» **Set task**: Please put the lines of the material below into a JSON list of strings, one string per line. Cover only the span from the line with "man in navy" up to and including the line with "[589,185,629,213]", and leave out blank lines.

» **Material for this exercise**:
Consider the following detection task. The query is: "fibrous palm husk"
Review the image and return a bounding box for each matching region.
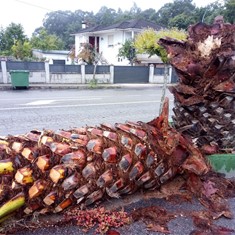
[0,99,210,223]
[159,23,235,153]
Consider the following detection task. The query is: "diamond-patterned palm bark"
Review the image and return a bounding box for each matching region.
[159,23,235,153]
[0,99,209,219]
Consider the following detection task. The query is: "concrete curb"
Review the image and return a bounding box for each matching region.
[0,83,174,90]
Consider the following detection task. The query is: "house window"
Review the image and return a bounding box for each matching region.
[108,35,113,47]
[125,32,131,41]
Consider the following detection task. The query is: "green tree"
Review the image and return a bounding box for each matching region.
[134,28,187,113]
[157,0,196,29]
[134,28,187,63]
[118,40,136,65]
[30,29,64,50]
[168,12,195,29]
[0,23,28,55]
[12,41,32,60]
[95,6,117,26]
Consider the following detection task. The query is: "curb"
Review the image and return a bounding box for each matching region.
[0,83,174,90]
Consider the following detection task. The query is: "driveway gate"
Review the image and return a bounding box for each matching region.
[114,66,149,83]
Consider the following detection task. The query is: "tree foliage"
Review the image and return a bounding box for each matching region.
[0,23,28,55]
[12,40,32,60]
[134,28,187,63]
[118,39,136,64]
[30,29,64,50]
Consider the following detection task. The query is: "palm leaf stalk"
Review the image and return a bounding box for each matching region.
[0,98,210,219]
[159,23,235,154]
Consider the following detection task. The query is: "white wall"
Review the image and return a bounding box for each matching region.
[75,31,130,65]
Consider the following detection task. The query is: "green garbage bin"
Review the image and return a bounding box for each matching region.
[10,70,29,88]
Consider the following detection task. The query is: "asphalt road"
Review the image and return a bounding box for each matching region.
[0,87,173,136]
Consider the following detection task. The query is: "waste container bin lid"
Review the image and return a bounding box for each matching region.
[10,70,29,73]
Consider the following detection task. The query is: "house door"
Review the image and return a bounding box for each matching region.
[89,36,100,53]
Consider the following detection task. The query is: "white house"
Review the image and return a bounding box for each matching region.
[74,19,162,65]
[33,49,72,64]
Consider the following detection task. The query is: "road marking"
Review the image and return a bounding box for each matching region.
[24,100,56,105]
[0,99,173,111]
[20,98,102,106]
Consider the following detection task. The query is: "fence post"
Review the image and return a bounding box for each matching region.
[149,64,154,83]
[109,65,114,84]
[45,61,50,83]
[81,64,86,84]
[168,66,173,83]
[1,60,8,84]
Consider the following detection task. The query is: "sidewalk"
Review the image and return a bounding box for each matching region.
[0,83,170,90]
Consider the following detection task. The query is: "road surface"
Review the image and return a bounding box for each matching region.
[0,87,173,136]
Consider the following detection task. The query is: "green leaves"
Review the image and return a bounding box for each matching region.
[134,28,187,63]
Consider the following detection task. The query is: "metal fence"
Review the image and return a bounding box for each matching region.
[6,61,45,72]
[114,66,149,83]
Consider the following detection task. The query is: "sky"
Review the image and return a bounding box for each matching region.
[0,0,219,37]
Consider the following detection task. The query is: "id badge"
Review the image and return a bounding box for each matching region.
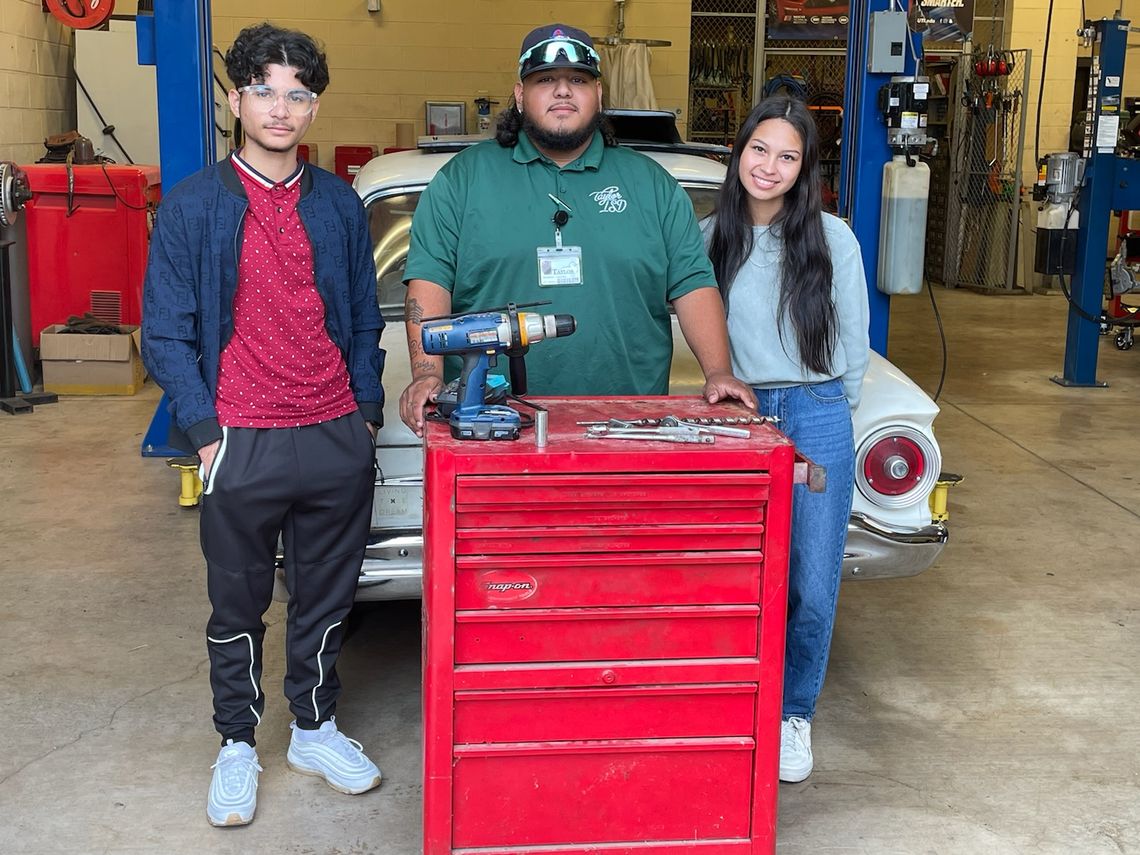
[538,246,581,288]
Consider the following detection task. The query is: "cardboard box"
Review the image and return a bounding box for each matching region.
[40,324,146,394]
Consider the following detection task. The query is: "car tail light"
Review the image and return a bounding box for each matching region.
[855,428,939,507]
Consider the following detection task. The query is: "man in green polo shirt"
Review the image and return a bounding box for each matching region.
[400,24,756,435]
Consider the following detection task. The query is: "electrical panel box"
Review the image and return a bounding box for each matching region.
[866,11,910,74]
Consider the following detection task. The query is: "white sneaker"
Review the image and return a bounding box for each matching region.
[780,716,814,783]
[206,739,261,825]
[285,717,381,796]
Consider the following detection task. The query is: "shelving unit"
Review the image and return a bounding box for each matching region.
[689,0,757,145]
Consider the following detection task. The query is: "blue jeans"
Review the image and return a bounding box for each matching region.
[755,380,855,722]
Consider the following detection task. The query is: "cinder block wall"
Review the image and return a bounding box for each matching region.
[214,0,691,174]
[0,0,75,163]
[1084,0,1140,98]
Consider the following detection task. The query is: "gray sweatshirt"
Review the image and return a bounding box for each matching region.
[701,213,870,409]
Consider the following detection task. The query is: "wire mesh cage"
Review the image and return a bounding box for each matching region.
[689,0,756,145]
[943,49,1029,290]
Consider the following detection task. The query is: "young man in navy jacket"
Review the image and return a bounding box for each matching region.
[143,24,384,825]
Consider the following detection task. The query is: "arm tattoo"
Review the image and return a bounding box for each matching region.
[406,296,424,324]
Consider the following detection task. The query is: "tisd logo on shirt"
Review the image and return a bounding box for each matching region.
[589,185,629,213]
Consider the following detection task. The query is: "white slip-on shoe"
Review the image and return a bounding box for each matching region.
[780,716,814,783]
[206,739,261,825]
[285,717,381,796]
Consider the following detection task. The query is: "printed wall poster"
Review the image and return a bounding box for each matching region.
[906,0,974,41]
[766,0,850,41]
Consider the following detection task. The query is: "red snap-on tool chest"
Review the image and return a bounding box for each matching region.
[21,163,162,348]
[333,146,380,184]
[423,398,797,855]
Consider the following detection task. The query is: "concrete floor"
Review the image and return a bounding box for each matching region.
[0,291,1140,855]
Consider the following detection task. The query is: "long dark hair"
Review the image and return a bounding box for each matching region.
[495,104,618,148]
[709,96,839,374]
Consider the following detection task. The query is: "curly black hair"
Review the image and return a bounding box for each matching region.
[226,21,328,95]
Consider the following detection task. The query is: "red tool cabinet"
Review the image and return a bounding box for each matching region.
[423,398,795,855]
[21,163,162,348]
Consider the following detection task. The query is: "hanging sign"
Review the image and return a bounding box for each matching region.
[906,0,974,42]
[765,0,850,40]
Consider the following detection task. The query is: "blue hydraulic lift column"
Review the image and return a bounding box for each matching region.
[1053,18,1140,386]
[136,0,217,457]
[839,0,921,356]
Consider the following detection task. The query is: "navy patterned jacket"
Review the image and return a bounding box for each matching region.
[143,158,384,451]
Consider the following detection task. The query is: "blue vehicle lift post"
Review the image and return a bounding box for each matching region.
[136,0,217,457]
[1052,18,1140,386]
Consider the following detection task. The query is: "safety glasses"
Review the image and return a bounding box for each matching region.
[519,39,602,80]
[237,83,317,116]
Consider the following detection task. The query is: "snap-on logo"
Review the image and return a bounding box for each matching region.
[479,570,538,603]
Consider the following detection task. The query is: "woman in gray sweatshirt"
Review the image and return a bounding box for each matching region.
[702,96,869,781]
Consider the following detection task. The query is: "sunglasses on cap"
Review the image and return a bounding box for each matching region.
[519,38,602,80]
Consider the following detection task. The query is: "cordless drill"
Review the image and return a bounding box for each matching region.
[421,303,577,439]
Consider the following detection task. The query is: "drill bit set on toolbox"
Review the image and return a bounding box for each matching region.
[578,416,776,445]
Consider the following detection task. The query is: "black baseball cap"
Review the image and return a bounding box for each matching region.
[519,24,602,80]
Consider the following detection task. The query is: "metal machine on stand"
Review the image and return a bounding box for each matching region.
[839,0,926,356]
[1037,18,1140,386]
[0,161,56,415]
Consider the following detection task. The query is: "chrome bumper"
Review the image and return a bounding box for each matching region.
[312,513,950,602]
[844,513,950,580]
[357,530,424,602]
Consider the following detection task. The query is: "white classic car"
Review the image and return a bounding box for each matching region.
[342,114,947,600]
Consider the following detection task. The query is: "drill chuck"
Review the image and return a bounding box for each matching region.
[514,312,578,345]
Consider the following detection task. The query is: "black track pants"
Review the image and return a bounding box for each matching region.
[201,413,375,744]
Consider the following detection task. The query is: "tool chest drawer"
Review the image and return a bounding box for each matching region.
[455,551,763,610]
[453,739,755,848]
[455,683,757,744]
[455,524,764,555]
[455,605,760,665]
[456,473,768,535]
[455,472,772,513]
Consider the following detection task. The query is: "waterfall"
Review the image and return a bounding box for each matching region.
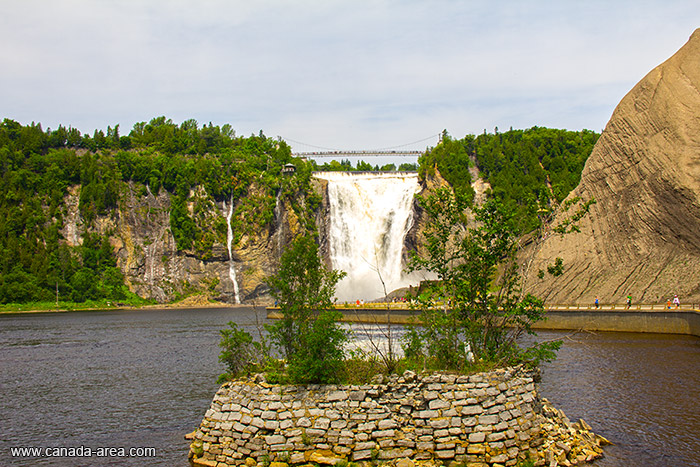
[224,195,241,303]
[314,172,419,301]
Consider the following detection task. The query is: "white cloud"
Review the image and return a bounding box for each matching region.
[0,0,700,148]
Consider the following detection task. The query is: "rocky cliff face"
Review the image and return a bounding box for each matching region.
[527,29,700,304]
[61,183,299,303]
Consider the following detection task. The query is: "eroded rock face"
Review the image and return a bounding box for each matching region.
[61,182,300,303]
[527,29,700,303]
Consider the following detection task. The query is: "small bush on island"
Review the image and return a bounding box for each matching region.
[221,184,595,384]
[404,188,561,371]
[219,235,349,384]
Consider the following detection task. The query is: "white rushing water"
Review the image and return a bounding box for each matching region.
[314,172,420,301]
[224,195,241,303]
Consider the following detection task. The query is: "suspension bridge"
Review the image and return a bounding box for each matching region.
[292,150,424,159]
[284,133,441,159]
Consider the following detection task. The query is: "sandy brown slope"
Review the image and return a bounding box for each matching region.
[526,29,700,304]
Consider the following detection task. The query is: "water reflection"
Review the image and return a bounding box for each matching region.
[540,332,700,466]
[0,308,700,467]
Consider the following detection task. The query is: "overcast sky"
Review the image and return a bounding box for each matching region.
[0,0,700,156]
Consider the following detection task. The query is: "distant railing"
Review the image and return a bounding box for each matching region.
[292,151,424,157]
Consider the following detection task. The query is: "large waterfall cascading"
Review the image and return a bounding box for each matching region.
[314,172,420,301]
[224,195,241,303]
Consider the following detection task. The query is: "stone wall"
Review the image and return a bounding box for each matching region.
[190,367,604,467]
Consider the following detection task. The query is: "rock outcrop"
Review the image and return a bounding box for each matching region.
[527,29,700,303]
[61,182,300,303]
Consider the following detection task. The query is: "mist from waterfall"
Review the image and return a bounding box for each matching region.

» **Solution for this problem**:
[
  "Consider the following detection task. The query is: \"young man in navy jacket\"",
  "Review the image and return a bounding box for each matching region.",
  "[143,24,384,825]",
  "Consider the following detection task. The query is: \"arm tattoo\"",
  "Review the image and return a bounding box for each matching region.",
  "[406,296,424,324]",
  "Consider the following detection task. The query is: \"tisd logo on shirt\"",
  "Review the image and return a bounding box for each matching region.",
  "[589,185,629,213]"
]